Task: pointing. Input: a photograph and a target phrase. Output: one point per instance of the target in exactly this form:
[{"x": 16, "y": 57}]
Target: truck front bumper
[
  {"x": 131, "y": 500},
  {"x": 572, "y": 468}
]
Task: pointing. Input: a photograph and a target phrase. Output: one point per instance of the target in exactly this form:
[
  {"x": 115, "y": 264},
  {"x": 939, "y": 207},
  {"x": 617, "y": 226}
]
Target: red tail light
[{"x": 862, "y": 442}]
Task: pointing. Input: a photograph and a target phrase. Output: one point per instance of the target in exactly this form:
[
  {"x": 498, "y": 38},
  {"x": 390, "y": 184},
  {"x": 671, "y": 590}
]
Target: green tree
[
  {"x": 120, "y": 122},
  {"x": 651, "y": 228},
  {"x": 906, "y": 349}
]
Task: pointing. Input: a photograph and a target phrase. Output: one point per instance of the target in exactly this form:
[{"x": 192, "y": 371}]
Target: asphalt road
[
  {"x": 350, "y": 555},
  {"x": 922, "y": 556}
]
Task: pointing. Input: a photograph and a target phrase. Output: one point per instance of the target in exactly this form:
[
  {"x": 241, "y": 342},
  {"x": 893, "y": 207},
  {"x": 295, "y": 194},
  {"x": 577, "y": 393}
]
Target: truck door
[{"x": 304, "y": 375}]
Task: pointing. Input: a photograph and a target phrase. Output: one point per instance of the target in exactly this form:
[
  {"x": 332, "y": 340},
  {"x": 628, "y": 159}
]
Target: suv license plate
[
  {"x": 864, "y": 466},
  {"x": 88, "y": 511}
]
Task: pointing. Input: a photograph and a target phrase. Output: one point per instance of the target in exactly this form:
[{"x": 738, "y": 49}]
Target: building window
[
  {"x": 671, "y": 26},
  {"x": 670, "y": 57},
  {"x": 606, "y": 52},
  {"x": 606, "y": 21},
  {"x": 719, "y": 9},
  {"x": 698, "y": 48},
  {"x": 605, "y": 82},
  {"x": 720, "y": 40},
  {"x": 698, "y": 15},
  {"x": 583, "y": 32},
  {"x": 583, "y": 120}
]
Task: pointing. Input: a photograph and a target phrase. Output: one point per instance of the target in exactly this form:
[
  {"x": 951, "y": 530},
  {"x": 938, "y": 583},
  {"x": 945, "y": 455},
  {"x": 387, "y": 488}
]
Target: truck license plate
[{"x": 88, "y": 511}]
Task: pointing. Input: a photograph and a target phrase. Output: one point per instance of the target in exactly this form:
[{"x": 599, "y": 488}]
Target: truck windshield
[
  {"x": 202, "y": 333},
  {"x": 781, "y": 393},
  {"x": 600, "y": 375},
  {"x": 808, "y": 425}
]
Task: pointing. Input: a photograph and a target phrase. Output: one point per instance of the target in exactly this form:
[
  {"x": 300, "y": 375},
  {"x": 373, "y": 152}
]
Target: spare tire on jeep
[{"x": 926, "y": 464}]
+++
● WHAT TO PRODUCE
Each line of the material should be repeated exactly as it reads.

● REPLY TO THE TASK
Task: pointing. Input: a photograph and a target phrase. Output: one point per instance of the target in exactly this form:
[{"x": 16, "y": 57}]
Target: truck front bumper
[
  {"x": 131, "y": 500},
  {"x": 572, "y": 468}
]
Task: pointing. Input: a photograph and a target phrase. Output: one point per instance of the target in exactly this form:
[
  {"x": 115, "y": 264},
  {"x": 939, "y": 207},
  {"x": 617, "y": 226}
]
Target: red tail light
[{"x": 862, "y": 442}]
Task: pointing. Input: a photograph and a target phrase. Output: one point per instance of the target in exactly this form:
[
  {"x": 498, "y": 38},
  {"x": 390, "y": 184},
  {"x": 671, "y": 590}
]
Target: green tree
[
  {"x": 120, "y": 122},
  {"x": 651, "y": 228},
  {"x": 906, "y": 349}
]
Task: pointing. Input: a photograph and a target phrase. Output: one point per instance of the target in exactly this form:
[{"x": 192, "y": 371}]
Target: asphalt road
[
  {"x": 350, "y": 555},
  {"x": 922, "y": 556}
]
Task: pointing. Input: a photograph and a target phrase. Output: one point per instance of the target in exactly this form:
[
  {"x": 241, "y": 342},
  {"x": 893, "y": 207},
  {"x": 295, "y": 194},
  {"x": 577, "y": 393}
]
Target: truck door
[{"x": 304, "y": 375}]
Task: pointing. Input: a photograph and a target phrase. Output: one point per instance of the target in exactly this form:
[
  {"x": 332, "y": 340},
  {"x": 628, "y": 159}
]
Target: suv license plate
[
  {"x": 864, "y": 466},
  {"x": 88, "y": 511}
]
Task: pointing. Input: a photograph and a target phrase. Output: one point per instance of the target in exactly this form:
[{"x": 738, "y": 49}]
Target: building window
[
  {"x": 671, "y": 26},
  {"x": 670, "y": 57},
  {"x": 606, "y": 52},
  {"x": 606, "y": 21},
  {"x": 719, "y": 9},
  {"x": 698, "y": 48},
  {"x": 605, "y": 82},
  {"x": 720, "y": 40},
  {"x": 698, "y": 15},
  {"x": 583, "y": 32},
  {"x": 583, "y": 120}
]
Task: pointing. Input: a photograph and a target phrase. Output: one point per instance of the target in exactly this form:
[
  {"x": 951, "y": 530},
  {"x": 938, "y": 583},
  {"x": 945, "y": 455},
  {"x": 387, "y": 488}
]
Target: truck license plate
[{"x": 88, "y": 511}]
Task: pointing. Input: a photograph and a target phrase. Output: one point per instance of the target in exactly this form:
[{"x": 599, "y": 488}]
Target: truck windshield
[
  {"x": 202, "y": 333},
  {"x": 781, "y": 393},
  {"x": 600, "y": 375},
  {"x": 808, "y": 425}
]
Task: pointing. Input: a photograph and a target phrase. Output: one point per instance of the target in exactly this form:
[
  {"x": 300, "y": 375},
  {"x": 373, "y": 152}
]
Target: spare tire on jeep
[{"x": 926, "y": 464}]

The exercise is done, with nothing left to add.